## PASSAGE PROVIDED
+--
# Korngold - String Quartet 1 op.16 (SQ review)



## Merl (Jul 28, 2016)

String Quartet No. 1 (written in the early 1920s) is in four movements and was premiered by the Rose Quartet in 1924. An early completed segment was dedicated to Korngold’s father Julius. The lyrical opening movement (allegro molto) is interesting but it's the lovely adagio quasi fantasia that I particularly enjoy in this highly nostalgic and impressive quartet. The final movement is a little long for its less adventurous, march-like content however Korngold uses pizzicati particularly effectively in the final two movements. Very few recordings so I've outlined all the recordings below. 

Recommended

Flesch
Franz Schubert
Chilingirian

*Highly recommended

Doric* - if you like a broader, more relaxed reading with fine use of dynamics then you're more likely to prefer this recording to the Aron Quartet. It's certainly a fine performance but for me they tend to outstay their welcome a little especially in the finale. 

*Top Pick

Aron* - the Aron are brisker, more concise and more entertaining here than the Dorics. Don't think they rushing the music. There's plenty of room for the music to breathe but delicate pizzicati sound better and textures and dynamics sound less nuanced in the more lively tempi and CPO's warm sound.


----------
+--
## SOURCE DATA
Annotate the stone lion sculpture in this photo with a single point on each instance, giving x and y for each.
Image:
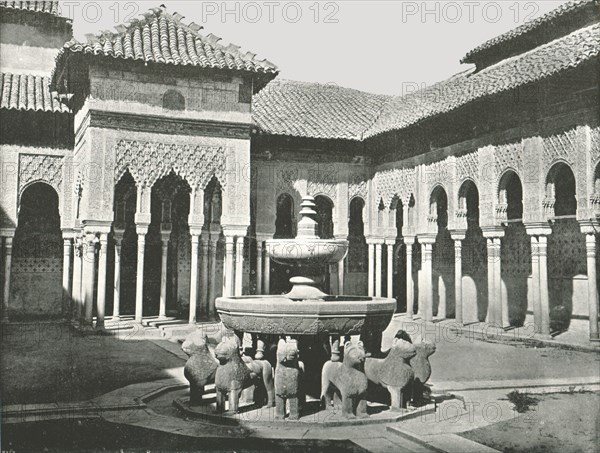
+--
## WHAT IS ASKED
1. Return everything in the Korngold quartet review from "Doric* - if" down to "in the finale.", copied word for word.
2. According to the Korngold quartet review, which ensemble gave the premiere of String Quartet No. 1?
3. Name every ensemble whose recording the Korngold quartet review rates, at any level of recommendation.

## RESPONSES BY TASK
1.
Doric* - if you like a broader, more relaxed reading with fine use of dynamics then you're more likely to prefer this recording to the Aron Quartet. It's certainly a fine performance but for me they tend to outstay their welcome a little especially in the finale.

2. The Rose Quartet.

3. Flesch, Franz Schubert, Chilingirian, Doric, Aron